Tareas del ejercicio:
a - Según el texto sobre Gustavo Cerati, ¿en qué fecha hizo Andy Summers su debut argentino?
b - Resume en dos oraciones el texto sobre Gustavo Cerati.
c - Extrae del texto sobre Gustavo Cerati el fragmento que va desde "El Hombre Alado" hasta "Tin Roof, 1998.".

• Sáb. Oct 24th, 2020

Estampas del Ángel Eléctrico: 6 años sin Gustavo Cerati

Bebe té, 17h00, el perro de fuego esotérico y fuerte. Es un irlandés-italiano nacido de la gran Buenos Aires. Las tazas sobre el mantel. Conserva sus gafas oscuras ocultando la melancolía: “No hay nada mejor que casa” susurra. Ve a Federico, Salón Marabú, el escenario es un lugar sagrado. Un sorbo de distracción romántico-dramático. El temblor. Genio.

Guayaquil, 1986. Estudios Telecentro:

  • No nos gustan muchos los músicos, o los grupos, que aconsejan a la juventud. Tenés que hacer tal cosa o tal otra. Es ridículo. Primero tendríamos que arreglar nuestras propias vidas. Lo que sí la temática gira en torno a cosas que nos pasan, y eso puede ser una temática irónica, crítica, de amor…de odio: de cualquier cosa. (…) No importa. Lo importante para mí es producir efecto: lo que sea.

VIDA, en vivo desde La Plata, 1995.

El Hombre Alado partió de la Ciudad de la Furia. Los Hermanos Moura y Soda se unen para honrarlo, breve y honestamente. “Un poquito vulgar, qué se va a hacer”. Imágenes paganas, amor descartable. 

Tráeme la noche, Estudio Hot Tin Roof, 1998.

Andy Summers poco o nada había escuchado de su voz, le parecía muy nuevo; de Soda Stereo algo conocía debido a sus visitas a la Argentina. Quizás recuerde el New York de la avenida Álvarez Thomas, cuando realizó su debut argentino el 14 de diciembre de 1980 como parte de los comandos sin ley del amor, Outlandos d´amour. Le tomó 18 años a uno de sus admiradores poder conocerlo en persona y grabar una canción con él. Toca el bajo y pone su voz para su favorita del Reggae de Blancos: eligió ser fusilado. Medio una vuelta vampírica. “Hagámoslo”.

Información proporcionada:

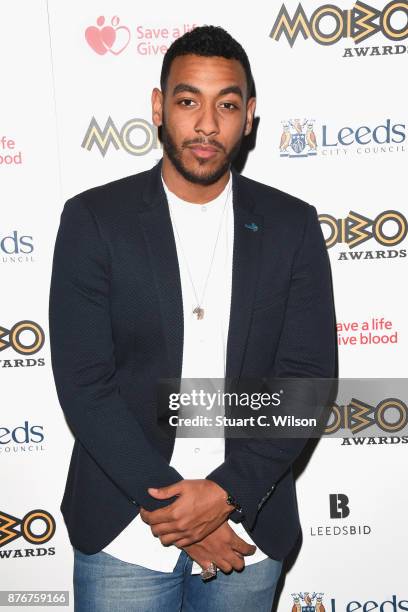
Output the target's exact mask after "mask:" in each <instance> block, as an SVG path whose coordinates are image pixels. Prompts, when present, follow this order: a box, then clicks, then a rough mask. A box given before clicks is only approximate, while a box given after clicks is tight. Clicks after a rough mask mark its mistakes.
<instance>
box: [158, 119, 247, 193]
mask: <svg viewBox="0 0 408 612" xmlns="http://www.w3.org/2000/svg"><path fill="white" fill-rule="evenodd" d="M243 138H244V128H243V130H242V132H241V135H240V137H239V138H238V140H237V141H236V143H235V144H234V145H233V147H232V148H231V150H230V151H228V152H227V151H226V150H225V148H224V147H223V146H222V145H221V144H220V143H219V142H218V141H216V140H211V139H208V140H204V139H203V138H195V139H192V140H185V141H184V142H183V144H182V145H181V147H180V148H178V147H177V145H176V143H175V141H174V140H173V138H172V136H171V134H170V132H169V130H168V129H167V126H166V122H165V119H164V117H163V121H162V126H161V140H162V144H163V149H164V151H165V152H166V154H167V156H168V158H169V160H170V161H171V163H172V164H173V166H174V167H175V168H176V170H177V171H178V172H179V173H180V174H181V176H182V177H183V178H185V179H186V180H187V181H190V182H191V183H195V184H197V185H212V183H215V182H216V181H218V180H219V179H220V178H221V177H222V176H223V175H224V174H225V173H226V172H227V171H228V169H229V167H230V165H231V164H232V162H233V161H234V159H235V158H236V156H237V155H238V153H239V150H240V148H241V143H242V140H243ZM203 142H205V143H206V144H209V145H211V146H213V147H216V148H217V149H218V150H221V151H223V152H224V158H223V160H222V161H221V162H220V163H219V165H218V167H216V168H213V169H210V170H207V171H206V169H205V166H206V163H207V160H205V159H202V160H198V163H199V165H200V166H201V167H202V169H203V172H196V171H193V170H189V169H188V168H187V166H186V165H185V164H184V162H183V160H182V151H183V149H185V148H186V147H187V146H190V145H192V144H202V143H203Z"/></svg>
...
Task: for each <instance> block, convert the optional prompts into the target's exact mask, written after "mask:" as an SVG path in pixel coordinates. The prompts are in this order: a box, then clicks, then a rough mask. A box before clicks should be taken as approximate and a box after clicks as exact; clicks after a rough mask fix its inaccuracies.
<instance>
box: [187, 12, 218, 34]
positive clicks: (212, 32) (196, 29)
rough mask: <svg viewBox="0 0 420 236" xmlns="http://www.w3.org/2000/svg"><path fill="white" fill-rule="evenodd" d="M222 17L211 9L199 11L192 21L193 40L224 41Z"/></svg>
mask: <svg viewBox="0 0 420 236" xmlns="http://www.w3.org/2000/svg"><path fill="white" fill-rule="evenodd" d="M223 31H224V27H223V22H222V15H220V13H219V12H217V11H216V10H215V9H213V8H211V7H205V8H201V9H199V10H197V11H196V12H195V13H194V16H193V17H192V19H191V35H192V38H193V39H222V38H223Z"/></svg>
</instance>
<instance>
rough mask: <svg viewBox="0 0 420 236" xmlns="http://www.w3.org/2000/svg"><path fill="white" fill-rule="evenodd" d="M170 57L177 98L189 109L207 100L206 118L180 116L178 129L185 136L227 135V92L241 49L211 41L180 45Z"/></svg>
* * *
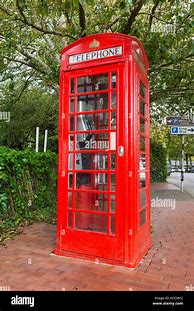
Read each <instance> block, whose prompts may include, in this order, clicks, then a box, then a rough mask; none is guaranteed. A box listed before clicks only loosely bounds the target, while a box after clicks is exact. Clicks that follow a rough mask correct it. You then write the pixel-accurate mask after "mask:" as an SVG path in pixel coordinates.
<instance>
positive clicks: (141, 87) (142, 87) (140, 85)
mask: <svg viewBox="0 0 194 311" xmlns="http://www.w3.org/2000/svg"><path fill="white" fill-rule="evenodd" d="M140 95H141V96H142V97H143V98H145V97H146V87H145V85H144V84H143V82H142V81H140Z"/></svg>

Respuestas:
a - El 14 de diciembre de 1980.

b - Bajo el título «Estampas del Ángel Eléctrico: 6 años sin Gustavo Cerati», el texto reúne escenas fechadas en distintos lugares y años. Incluye una declaración grabada en Guayaquil en 1986 que rechaza a los músicos que aconsejan a la juventud y sostiene que lo importante es producir efecto, y cierra con la grabación de 1998 en el Estudio Hot Tin Roof junto a Andy Summers.

c -
El Hombre Alado partió de la Ciudad de la Furia. Los Hermanos Moura y Soda se unen para honrarlo, breve y honestamente. “Un poquito vulgar, qué se va a hacer”. Imágenes paganas, amor descartable. 

Tráeme la noche, Estudio Hot Tin Roof, 1998.